What to work on: Where a line in the listing below contains the word "could", copy that line.

--- Data for this task Enclosed Below ---

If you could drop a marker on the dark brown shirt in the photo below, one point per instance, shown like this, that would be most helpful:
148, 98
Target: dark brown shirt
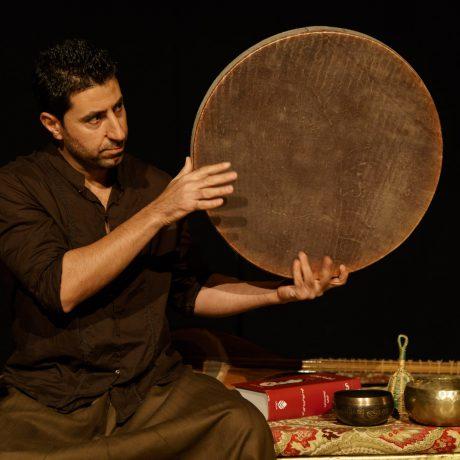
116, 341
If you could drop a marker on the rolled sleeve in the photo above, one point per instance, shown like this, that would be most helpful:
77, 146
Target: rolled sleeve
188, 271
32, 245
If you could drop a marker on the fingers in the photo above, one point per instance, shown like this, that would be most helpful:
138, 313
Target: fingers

--- End of Enclosed Data for this task ---
--- Data for this task Enclosed Below ---

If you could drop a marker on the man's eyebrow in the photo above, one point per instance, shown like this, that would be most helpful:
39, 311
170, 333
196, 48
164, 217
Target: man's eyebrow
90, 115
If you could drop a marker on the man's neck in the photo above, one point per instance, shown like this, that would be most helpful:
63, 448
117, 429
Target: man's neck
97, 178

--- End of Enclosed Data for this task ---

Answer area:
If you could drop a marker on the dark brown shirt in the photo below, one point per instance, shown like this, that would be most helpful:
If you could drop a marker on the rolled sleeve in the photo above, one point per instance, shown like this, that would be most helpful:
If you could drop a marker on the fingers in the photo above, one point per instance, shown like this, that would be most helpful:
If you could drop a marker on the man's eyebrow in the photo above, one point per instance, shown like this, that would be most helpful:
If you could drop a marker on the man's neck in the photo above, one point per instance, shown like this, that would be most helpful:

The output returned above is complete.